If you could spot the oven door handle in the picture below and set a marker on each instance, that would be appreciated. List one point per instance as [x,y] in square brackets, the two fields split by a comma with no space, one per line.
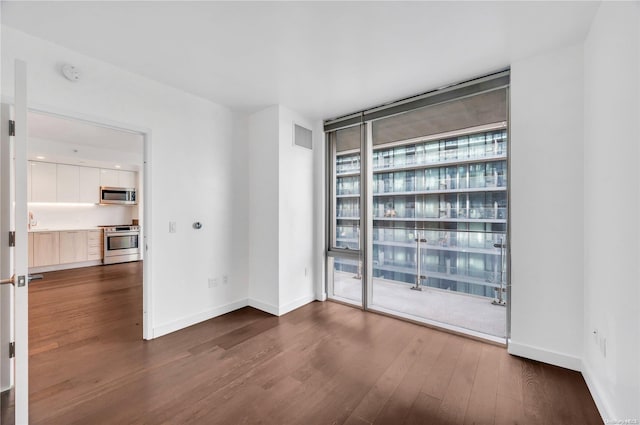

● ● ● ● ●

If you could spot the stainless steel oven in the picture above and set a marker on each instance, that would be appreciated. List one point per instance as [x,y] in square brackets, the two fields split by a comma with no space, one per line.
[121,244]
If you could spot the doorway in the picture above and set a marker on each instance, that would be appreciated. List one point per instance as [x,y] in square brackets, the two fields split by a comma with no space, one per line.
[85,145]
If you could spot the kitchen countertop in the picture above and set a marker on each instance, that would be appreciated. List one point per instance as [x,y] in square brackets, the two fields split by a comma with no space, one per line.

● ● ● ● ●

## WHAT IS EXPECTED
Set down again, word for word, the stretch of records from the line with "If you could spot the stainless" to the line with "If you could spot the kitchen", both of those lines included.

## ANSWER TO THIS EXERCISE
If you could spot the stainless steel oven in the picture above and set a marker on each instance, that would be appreciated. List one point per instance as [x,y] in square brackets, the two fields split by a comma with no space, one per line.
[121,244]
If you could spot the doorway in the picture above and set a marker on each instance, that would be appreciated. List one point per instance as [x,y] in square brackets, the two fields split by a comma with no space, one per line.
[85,145]
If you could spot the kitchen countertop in the picture above and set a marker on each instance, that would be appreciated. List one point per instance as [x,y] in square brackets, the two fields split by a comma with no space, one per line.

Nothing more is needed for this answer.